Directions
Show the lines below where "listed" occurs.

Source records
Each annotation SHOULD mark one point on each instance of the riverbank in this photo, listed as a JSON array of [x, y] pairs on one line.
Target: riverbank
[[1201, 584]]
* * *
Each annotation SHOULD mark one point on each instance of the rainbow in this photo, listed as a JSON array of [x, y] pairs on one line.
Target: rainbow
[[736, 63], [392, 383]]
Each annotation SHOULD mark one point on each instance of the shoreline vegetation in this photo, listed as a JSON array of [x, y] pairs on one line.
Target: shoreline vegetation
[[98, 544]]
==
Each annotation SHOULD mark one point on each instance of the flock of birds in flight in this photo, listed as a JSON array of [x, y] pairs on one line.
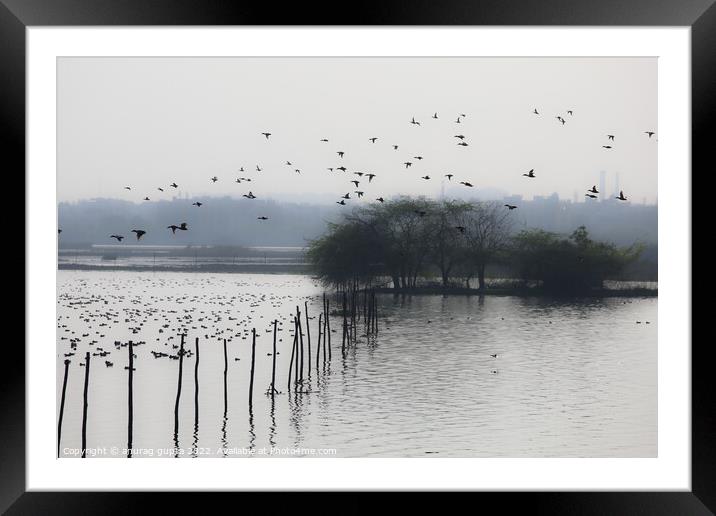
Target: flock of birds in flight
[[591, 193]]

Answer to this problem
Each annotation SHOULD mark one point on each instance of the riverbank in this photo, listed as a JSON array of [x, y] pairs on one line.
Each annotation SHOULD mark one point on each instance of the rainbow in this photo, listed as a JSON array of [x, y] pairs on one line.
Each annotation SHOULD mark one point on each instance of the shoreline vegetation in this photo, listed as a JSON array of [x, y] pairs on one line.
Each annotation SHOULD mark one point on each instance of the flock of birds in flight in this photo, listed as a JSON array of [x, y] pairs on one line.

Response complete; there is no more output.